By Matt Kalman. CBS Boston
BOSTON (CBS) — This is what it’s like to be Torey Krug in 2016-17.
On December 1, the Bruins defenseman was credited with the game-tying goal with 32 seconds remaining in what turned out to be a 2-1 shootout win against the Carolina Hurricanes at TD Garden. On December 2, the NHL credited the goal to David Backes upon review.
Krug is still stuck on one goal this season and his 0.8 shooting percentage is last in the NHL among defensemen with at least one goal who’ve played at least 20 games this season. He’s gone 29 games without a goal.
But Krug’s primary assist on that Backes goal was one of 13 primary assists he’s accumulated this season.
Krug is tied with Montreal’s Andrei Markov, New York’s Ryan McDonagh and Chicago’s Duncan Keith for third in the League in primary assists, behind League leader Victor Hedman of Tampa Bay and second-place Brent Burns of San Jose. Krug’s 22 assists overall tie him with Brad Marchand for first on the Bruins, who are 1-0-1 on their current four-game road trip heading into a matchup with the St. Louis Blues on Tuesday.

^^^^

[WHAT TO PRODUCE]
From the Torey Krug article:
(a) To whom did the NHL credit the December 1 game-tying goal upon review?
(b) How many games has Krug gone without a goal?
(c) Who leads the League in primary assists?
Rely on the Torey Krug article alone.

^^^^

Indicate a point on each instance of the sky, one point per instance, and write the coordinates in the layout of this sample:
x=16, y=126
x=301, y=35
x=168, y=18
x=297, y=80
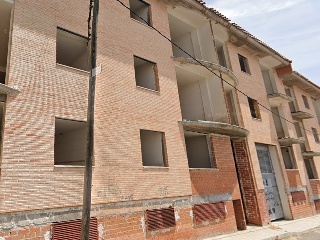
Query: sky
x=291, y=27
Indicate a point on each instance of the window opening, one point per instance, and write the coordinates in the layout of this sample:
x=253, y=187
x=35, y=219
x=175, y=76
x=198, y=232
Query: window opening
x=153, y=148
x=142, y=9
x=315, y=135
x=244, y=65
x=70, y=142
x=71, y=49
x=310, y=167
x=254, y=108
x=305, y=101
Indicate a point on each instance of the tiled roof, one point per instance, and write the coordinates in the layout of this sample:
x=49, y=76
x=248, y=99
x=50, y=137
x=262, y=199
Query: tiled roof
x=242, y=29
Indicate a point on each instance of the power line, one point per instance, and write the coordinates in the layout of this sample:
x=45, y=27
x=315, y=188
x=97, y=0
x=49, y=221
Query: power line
x=200, y=63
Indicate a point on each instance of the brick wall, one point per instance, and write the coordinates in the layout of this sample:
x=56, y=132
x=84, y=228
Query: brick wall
x=204, y=181
x=293, y=177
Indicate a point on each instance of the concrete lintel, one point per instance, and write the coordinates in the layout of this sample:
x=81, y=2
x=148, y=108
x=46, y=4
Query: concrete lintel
x=296, y=189
x=288, y=141
x=227, y=74
x=206, y=127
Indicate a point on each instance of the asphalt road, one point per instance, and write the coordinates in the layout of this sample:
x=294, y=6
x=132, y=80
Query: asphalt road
x=313, y=234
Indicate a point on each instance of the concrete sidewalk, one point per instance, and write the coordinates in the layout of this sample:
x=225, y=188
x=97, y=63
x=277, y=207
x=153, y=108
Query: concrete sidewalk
x=276, y=230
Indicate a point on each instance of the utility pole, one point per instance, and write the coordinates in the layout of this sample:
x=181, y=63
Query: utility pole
x=85, y=226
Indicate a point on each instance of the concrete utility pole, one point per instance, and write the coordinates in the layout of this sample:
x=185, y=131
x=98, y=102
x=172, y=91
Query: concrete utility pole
x=85, y=227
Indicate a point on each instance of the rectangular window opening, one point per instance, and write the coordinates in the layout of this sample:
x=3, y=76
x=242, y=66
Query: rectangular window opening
x=70, y=142
x=199, y=151
x=142, y=9
x=72, y=229
x=157, y=219
x=244, y=65
x=315, y=135
x=254, y=108
x=311, y=169
x=305, y=101
x=146, y=74
x=153, y=148
x=71, y=49
x=288, y=158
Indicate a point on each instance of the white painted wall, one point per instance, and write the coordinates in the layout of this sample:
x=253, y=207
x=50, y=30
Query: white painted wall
x=277, y=123
x=267, y=82
x=145, y=76
x=198, y=152
x=151, y=148
x=81, y=62
x=70, y=147
x=207, y=48
x=191, y=102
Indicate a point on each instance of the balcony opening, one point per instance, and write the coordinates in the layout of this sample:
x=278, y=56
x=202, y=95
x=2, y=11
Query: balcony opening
x=291, y=104
x=288, y=158
x=201, y=97
x=301, y=134
x=195, y=40
x=142, y=9
x=70, y=142
x=231, y=103
x=306, y=102
x=2, y=77
x=5, y=30
x=153, y=148
x=315, y=135
x=311, y=169
x=244, y=65
x=162, y=218
x=71, y=49
x=221, y=54
x=199, y=150
x=254, y=108
x=146, y=74
x=269, y=81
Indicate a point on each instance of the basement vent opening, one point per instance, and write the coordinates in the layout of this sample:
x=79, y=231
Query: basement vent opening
x=70, y=142
x=153, y=148
x=157, y=219
x=209, y=211
x=72, y=49
x=142, y=9
x=72, y=230
x=146, y=74
x=254, y=108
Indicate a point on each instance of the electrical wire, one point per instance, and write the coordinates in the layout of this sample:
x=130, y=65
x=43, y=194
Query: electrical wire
x=200, y=63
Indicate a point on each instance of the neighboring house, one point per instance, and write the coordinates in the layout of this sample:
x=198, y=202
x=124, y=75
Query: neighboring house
x=179, y=151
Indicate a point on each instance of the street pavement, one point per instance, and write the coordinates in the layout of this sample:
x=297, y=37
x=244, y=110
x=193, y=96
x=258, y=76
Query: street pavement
x=304, y=228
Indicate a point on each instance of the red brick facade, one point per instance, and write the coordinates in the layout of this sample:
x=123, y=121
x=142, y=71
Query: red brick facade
x=35, y=192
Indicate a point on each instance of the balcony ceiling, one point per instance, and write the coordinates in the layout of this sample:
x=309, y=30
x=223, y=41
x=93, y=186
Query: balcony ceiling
x=206, y=127
x=301, y=115
x=195, y=67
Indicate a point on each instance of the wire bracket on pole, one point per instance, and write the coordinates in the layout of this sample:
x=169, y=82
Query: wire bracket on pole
x=96, y=71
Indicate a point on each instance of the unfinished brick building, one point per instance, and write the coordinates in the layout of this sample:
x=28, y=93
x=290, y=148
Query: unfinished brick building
x=179, y=153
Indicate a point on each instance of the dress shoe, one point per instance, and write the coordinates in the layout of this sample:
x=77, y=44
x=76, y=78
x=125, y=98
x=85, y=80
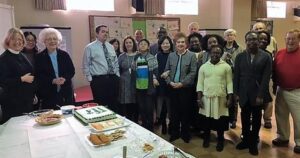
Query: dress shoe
x=186, y=138
x=268, y=125
x=297, y=149
x=220, y=146
x=280, y=143
x=164, y=128
x=173, y=138
x=233, y=125
x=253, y=150
x=205, y=143
x=242, y=145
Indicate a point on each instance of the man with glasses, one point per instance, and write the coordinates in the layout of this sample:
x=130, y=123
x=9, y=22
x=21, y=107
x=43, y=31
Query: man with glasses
x=101, y=68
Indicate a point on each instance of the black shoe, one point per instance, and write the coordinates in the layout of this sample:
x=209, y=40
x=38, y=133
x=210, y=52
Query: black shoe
x=205, y=143
x=297, y=149
x=253, y=150
x=242, y=145
x=280, y=143
x=186, y=138
x=164, y=128
x=220, y=146
x=157, y=122
x=233, y=125
x=268, y=125
x=173, y=138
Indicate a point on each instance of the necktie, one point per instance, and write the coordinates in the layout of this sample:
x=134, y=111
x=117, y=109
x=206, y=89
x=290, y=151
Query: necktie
x=108, y=59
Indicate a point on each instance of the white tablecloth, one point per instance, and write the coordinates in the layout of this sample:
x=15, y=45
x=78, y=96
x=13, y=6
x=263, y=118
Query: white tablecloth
x=22, y=137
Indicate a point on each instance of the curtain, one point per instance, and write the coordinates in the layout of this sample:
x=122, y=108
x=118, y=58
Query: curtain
x=153, y=7
x=50, y=4
x=258, y=9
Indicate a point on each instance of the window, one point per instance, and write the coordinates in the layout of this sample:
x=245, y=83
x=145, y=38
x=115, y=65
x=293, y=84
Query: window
x=186, y=7
x=99, y=5
x=276, y=9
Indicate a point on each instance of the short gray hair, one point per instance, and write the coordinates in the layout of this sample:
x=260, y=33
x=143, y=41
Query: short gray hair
x=45, y=32
x=11, y=34
x=228, y=31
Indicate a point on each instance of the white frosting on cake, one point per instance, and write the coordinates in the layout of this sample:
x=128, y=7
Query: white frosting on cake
x=94, y=114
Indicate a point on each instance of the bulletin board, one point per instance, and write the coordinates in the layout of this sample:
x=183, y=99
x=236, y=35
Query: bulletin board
x=122, y=26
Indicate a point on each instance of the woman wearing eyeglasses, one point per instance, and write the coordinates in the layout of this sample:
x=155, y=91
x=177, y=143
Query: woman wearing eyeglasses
x=54, y=71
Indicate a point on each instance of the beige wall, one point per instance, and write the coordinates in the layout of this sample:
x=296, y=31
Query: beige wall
x=242, y=20
x=215, y=14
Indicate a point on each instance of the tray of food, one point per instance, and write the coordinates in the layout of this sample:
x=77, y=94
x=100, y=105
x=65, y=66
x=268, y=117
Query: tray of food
x=48, y=118
x=109, y=125
x=167, y=154
x=102, y=139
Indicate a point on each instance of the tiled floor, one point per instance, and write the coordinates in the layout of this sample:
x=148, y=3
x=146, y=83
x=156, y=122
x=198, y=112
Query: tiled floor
x=266, y=150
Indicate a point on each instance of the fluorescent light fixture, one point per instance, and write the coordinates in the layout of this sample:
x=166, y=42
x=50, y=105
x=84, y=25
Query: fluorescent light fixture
x=99, y=5
x=185, y=7
x=276, y=9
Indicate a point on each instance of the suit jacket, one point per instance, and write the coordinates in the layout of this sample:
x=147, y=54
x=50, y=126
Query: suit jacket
x=251, y=80
x=45, y=74
x=17, y=96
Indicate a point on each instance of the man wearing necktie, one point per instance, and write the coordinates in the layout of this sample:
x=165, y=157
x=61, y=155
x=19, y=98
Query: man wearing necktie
x=100, y=67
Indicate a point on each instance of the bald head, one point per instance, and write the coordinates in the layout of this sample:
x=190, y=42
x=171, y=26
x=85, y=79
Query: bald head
x=193, y=27
x=259, y=26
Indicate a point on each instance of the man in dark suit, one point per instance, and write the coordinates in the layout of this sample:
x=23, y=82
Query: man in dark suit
x=252, y=73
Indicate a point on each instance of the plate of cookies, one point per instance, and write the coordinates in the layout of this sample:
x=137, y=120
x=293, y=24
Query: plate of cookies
x=48, y=118
x=98, y=139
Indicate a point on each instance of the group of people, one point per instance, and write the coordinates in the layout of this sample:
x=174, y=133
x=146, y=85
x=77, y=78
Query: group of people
x=33, y=79
x=195, y=81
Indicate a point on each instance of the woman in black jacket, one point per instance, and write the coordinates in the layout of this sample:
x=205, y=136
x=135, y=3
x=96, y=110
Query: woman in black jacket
x=16, y=77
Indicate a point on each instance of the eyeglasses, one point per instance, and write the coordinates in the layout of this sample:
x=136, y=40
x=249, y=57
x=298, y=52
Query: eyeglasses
x=51, y=39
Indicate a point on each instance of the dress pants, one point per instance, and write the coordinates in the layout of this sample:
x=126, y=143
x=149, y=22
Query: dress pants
x=105, y=90
x=250, y=129
x=146, y=108
x=181, y=105
x=288, y=102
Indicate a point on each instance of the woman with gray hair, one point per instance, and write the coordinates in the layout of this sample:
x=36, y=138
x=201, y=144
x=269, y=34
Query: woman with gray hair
x=54, y=71
x=16, y=77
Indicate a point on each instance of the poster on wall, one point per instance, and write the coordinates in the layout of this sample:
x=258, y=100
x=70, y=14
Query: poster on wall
x=66, y=43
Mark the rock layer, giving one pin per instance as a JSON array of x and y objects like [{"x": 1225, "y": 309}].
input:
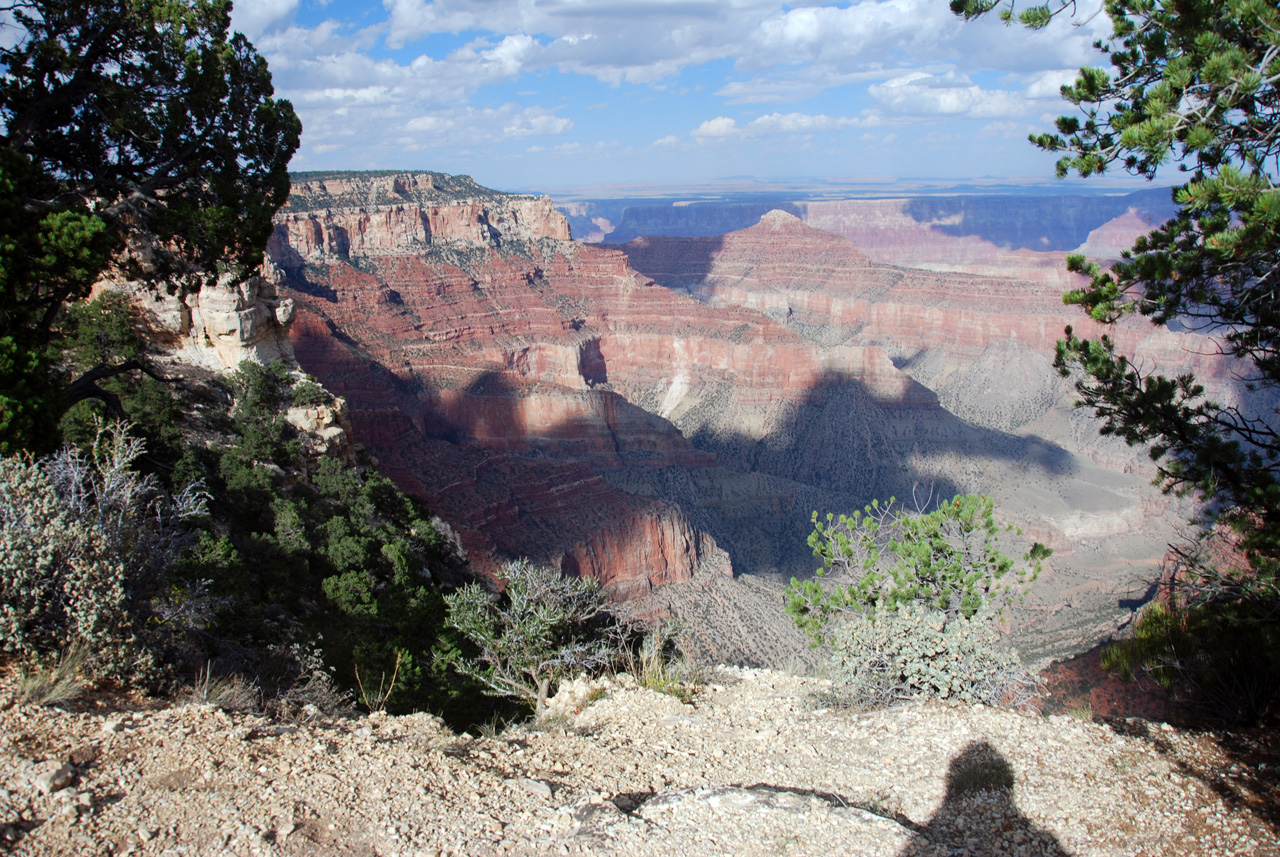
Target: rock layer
[{"x": 682, "y": 406}]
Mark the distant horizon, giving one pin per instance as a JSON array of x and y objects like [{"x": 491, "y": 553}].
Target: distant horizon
[
  {"x": 558, "y": 96},
  {"x": 808, "y": 188}
]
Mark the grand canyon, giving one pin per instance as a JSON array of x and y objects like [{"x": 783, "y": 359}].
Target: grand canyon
[{"x": 666, "y": 412}]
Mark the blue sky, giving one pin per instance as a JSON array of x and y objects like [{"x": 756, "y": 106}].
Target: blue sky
[{"x": 563, "y": 94}]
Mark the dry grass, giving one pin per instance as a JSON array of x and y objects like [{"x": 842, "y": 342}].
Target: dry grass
[
  {"x": 55, "y": 683},
  {"x": 227, "y": 692}
]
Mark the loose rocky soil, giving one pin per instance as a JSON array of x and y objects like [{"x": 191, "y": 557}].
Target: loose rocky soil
[{"x": 753, "y": 766}]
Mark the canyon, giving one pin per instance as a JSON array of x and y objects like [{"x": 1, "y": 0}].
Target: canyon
[{"x": 666, "y": 413}]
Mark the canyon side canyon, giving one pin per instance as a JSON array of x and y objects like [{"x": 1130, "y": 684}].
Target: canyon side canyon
[{"x": 666, "y": 413}]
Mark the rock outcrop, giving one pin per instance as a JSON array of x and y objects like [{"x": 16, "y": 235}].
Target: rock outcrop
[{"x": 682, "y": 406}]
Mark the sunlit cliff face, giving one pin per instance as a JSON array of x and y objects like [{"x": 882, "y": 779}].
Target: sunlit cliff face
[{"x": 681, "y": 406}]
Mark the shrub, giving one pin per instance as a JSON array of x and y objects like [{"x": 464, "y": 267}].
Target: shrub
[
  {"x": 85, "y": 544},
  {"x": 542, "y": 628},
  {"x": 910, "y": 651},
  {"x": 1219, "y": 661},
  {"x": 309, "y": 394},
  {"x": 105, "y": 331},
  {"x": 661, "y": 664},
  {"x": 949, "y": 559}
]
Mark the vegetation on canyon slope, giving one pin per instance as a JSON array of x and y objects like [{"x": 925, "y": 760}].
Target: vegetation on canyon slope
[
  {"x": 1192, "y": 86},
  {"x": 912, "y": 610},
  {"x": 140, "y": 134}
]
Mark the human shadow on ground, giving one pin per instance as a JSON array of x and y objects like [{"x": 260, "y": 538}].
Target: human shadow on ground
[{"x": 978, "y": 815}]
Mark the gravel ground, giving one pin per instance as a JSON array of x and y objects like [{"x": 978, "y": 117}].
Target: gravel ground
[{"x": 749, "y": 768}]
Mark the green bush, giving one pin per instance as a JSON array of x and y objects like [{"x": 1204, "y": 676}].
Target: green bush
[
  {"x": 1219, "y": 660},
  {"x": 105, "y": 331},
  {"x": 949, "y": 559},
  {"x": 309, "y": 394},
  {"x": 909, "y": 651},
  {"x": 544, "y": 627},
  {"x": 85, "y": 544}
]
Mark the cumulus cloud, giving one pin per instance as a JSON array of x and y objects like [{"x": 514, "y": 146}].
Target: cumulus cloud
[
  {"x": 920, "y": 92},
  {"x": 799, "y": 123},
  {"x": 717, "y": 128},
  {"x": 255, "y": 17},
  {"x": 773, "y": 123},
  {"x": 439, "y": 73},
  {"x": 536, "y": 123}
]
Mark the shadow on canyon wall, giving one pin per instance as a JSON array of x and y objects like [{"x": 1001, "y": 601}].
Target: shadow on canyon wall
[
  {"x": 1059, "y": 223},
  {"x": 680, "y": 262},
  {"x": 835, "y": 449}
]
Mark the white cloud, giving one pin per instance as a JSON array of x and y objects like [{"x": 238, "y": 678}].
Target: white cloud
[
  {"x": 536, "y": 123},
  {"x": 717, "y": 128},
  {"x": 886, "y": 62},
  {"x": 1048, "y": 83},
  {"x": 920, "y": 92},
  {"x": 255, "y": 17},
  {"x": 799, "y": 123}
]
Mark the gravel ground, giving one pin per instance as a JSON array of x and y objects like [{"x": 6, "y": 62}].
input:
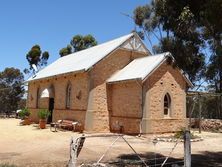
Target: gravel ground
[{"x": 29, "y": 146}]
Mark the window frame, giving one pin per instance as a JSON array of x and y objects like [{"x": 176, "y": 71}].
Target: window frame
[
  {"x": 68, "y": 95},
  {"x": 167, "y": 105}
]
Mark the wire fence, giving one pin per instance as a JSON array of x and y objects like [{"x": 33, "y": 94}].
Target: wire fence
[{"x": 130, "y": 151}]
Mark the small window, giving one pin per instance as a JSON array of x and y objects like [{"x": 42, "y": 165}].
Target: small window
[
  {"x": 167, "y": 105},
  {"x": 68, "y": 95},
  {"x": 37, "y": 97}
]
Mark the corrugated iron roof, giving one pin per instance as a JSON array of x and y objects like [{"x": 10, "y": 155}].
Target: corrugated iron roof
[
  {"x": 139, "y": 68},
  {"x": 80, "y": 61}
]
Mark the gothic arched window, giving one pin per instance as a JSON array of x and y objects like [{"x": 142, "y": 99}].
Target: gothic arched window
[
  {"x": 167, "y": 105},
  {"x": 68, "y": 95}
]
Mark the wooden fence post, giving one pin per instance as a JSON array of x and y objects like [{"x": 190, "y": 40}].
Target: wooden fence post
[{"x": 187, "y": 149}]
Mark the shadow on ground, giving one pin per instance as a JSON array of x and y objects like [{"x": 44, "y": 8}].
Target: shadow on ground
[{"x": 205, "y": 159}]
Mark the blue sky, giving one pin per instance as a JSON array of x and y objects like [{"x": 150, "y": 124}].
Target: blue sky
[{"x": 52, "y": 23}]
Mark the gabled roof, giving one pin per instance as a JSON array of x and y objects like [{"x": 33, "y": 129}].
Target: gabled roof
[
  {"x": 83, "y": 60},
  {"x": 141, "y": 68}
]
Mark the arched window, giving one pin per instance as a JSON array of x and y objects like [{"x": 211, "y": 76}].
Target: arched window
[
  {"x": 37, "y": 97},
  {"x": 167, "y": 105},
  {"x": 68, "y": 95}
]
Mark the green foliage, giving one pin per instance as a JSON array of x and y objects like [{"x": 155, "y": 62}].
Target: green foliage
[
  {"x": 191, "y": 31},
  {"x": 24, "y": 113},
  {"x": 11, "y": 89},
  {"x": 176, "y": 31},
  {"x": 36, "y": 57},
  {"x": 43, "y": 114},
  {"x": 78, "y": 43},
  {"x": 65, "y": 51}
]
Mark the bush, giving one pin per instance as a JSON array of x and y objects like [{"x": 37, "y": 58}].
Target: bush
[
  {"x": 24, "y": 113},
  {"x": 7, "y": 165},
  {"x": 43, "y": 114},
  {"x": 180, "y": 134}
]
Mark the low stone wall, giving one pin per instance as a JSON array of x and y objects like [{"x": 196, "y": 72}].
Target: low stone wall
[
  {"x": 166, "y": 125},
  {"x": 125, "y": 125},
  {"x": 207, "y": 124}
]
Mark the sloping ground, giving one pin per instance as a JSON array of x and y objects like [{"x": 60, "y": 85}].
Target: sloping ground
[{"x": 30, "y": 146}]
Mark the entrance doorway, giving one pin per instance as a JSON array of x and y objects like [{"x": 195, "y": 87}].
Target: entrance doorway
[{"x": 51, "y": 108}]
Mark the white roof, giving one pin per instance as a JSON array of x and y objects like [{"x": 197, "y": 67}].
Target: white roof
[
  {"x": 139, "y": 68},
  {"x": 80, "y": 61}
]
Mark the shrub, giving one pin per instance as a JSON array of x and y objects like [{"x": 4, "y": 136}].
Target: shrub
[
  {"x": 24, "y": 113},
  {"x": 43, "y": 114},
  {"x": 7, "y": 165}
]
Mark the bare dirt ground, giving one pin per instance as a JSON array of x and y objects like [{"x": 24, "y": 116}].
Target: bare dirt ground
[{"x": 31, "y": 146}]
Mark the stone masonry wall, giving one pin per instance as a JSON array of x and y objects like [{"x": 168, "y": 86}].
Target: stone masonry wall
[
  {"x": 165, "y": 79},
  {"x": 97, "y": 116},
  {"x": 79, "y": 97},
  {"x": 125, "y": 110}
]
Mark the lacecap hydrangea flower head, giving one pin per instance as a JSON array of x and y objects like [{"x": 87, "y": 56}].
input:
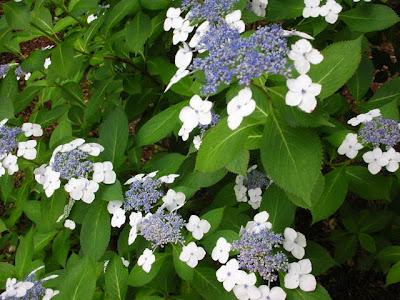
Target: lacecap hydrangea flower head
[
  {"x": 260, "y": 253},
  {"x": 249, "y": 188},
  {"x": 29, "y": 288},
  {"x": 152, "y": 209},
  {"x": 213, "y": 28},
  {"x": 377, "y": 133},
  {"x": 73, "y": 165},
  {"x": 14, "y": 145}
]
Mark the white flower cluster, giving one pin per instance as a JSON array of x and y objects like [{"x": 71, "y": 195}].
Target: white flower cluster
[
  {"x": 299, "y": 275},
  {"x": 82, "y": 188},
  {"x": 250, "y": 195},
  {"x": 28, "y": 288},
  {"x": 171, "y": 201},
  {"x": 199, "y": 111},
  {"x": 26, "y": 149},
  {"x": 243, "y": 284},
  {"x": 242, "y": 105},
  {"x": 376, "y": 158},
  {"x": 191, "y": 253},
  {"x": 302, "y": 91},
  {"x": 330, "y": 10}
]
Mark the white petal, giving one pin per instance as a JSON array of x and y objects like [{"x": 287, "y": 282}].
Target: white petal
[{"x": 308, "y": 283}]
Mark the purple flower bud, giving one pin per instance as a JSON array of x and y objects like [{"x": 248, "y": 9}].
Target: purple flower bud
[
  {"x": 72, "y": 164},
  {"x": 256, "y": 253},
  {"x": 162, "y": 228}
]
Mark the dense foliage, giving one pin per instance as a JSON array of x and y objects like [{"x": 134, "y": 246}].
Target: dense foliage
[{"x": 199, "y": 149}]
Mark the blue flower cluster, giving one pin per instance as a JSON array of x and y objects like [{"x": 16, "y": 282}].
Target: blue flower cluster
[
  {"x": 162, "y": 228},
  {"x": 36, "y": 292},
  {"x": 210, "y": 10},
  {"x": 381, "y": 131},
  {"x": 142, "y": 195},
  {"x": 256, "y": 253},
  {"x": 72, "y": 164},
  {"x": 231, "y": 56},
  {"x": 214, "y": 121},
  {"x": 8, "y": 139}
]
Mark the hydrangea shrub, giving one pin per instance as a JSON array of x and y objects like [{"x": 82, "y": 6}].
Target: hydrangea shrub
[{"x": 197, "y": 149}]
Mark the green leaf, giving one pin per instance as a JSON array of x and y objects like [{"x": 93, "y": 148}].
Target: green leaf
[
  {"x": 41, "y": 18},
  {"x": 60, "y": 247},
  {"x": 182, "y": 269},
  {"x": 366, "y": 185},
  {"x": 370, "y": 17},
  {"x": 292, "y": 157},
  {"x": 389, "y": 254},
  {"x": 122, "y": 9},
  {"x": 319, "y": 294},
  {"x": 155, "y": 4},
  {"x": 8, "y": 92},
  {"x": 24, "y": 255},
  {"x": 6, "y": 271},
  {"x": 221, "y": 144},
  {"x": 360, "y": 82},
  {"x": 387, "y": 93},
  {"x": 281, "y": 210},
  {"x": 333, "y": 195},
  {"x": 367, "y": 242},
  {"x": 166, "y": 163},
  {"x": 17, "y": 15},
  {"x": 320, "y": 258},
  {"x": 206, "y": 284},
  {"x": 110, "y": 192},
  {"x": 80, "y": 281},
  {"x": 51, "y": 209},
  {"x": 114, "y": 137},
  {"x": 284, "y": 9},
  {"x": 116, "y": 279},
  {"x": 371, "y": 221},
  {"x": 42, "y": 239},
  {"x": 240, "y": 164},
  {"x": 96, "y": 231},
  {"x": 62, "y": 65},
  {"x": 137, "y": 32},
  {"x": 393, "y": 275},
  {"x": 160, "y": 125},
  {"x": 214, "y": 217},
  {"x": 138, "y": 277},
  {"x": 3, "y": 226},
  {"x": 340, "y": 62},
  {"x": 63, "y": 131}
]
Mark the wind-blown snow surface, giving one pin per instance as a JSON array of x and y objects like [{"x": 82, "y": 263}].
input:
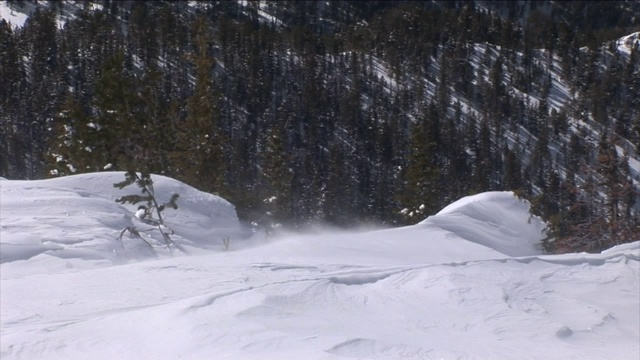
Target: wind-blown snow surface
[{"x": 467, "y": 283}]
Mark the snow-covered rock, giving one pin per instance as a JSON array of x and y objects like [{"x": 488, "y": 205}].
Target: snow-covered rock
[{"x": 77, "y": 218}]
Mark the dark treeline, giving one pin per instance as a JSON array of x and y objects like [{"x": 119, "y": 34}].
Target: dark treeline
[{"x": 341, "y": 112}]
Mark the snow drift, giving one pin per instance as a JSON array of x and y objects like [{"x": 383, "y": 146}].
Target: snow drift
[
  {"x": 77, "y": 217},
  {"x": 467, "y": 282}
]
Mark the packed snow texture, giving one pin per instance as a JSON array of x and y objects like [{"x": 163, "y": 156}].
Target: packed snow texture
[{"x": 466, "y": 283}]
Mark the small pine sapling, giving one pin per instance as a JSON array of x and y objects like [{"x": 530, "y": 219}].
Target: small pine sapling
[{"x": 145, "y": 183}]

^^^^

[EXERCISE OUTPUT]
(a) David Backes
(b) 29 games
(c) Victor Hedman of Tampa Bay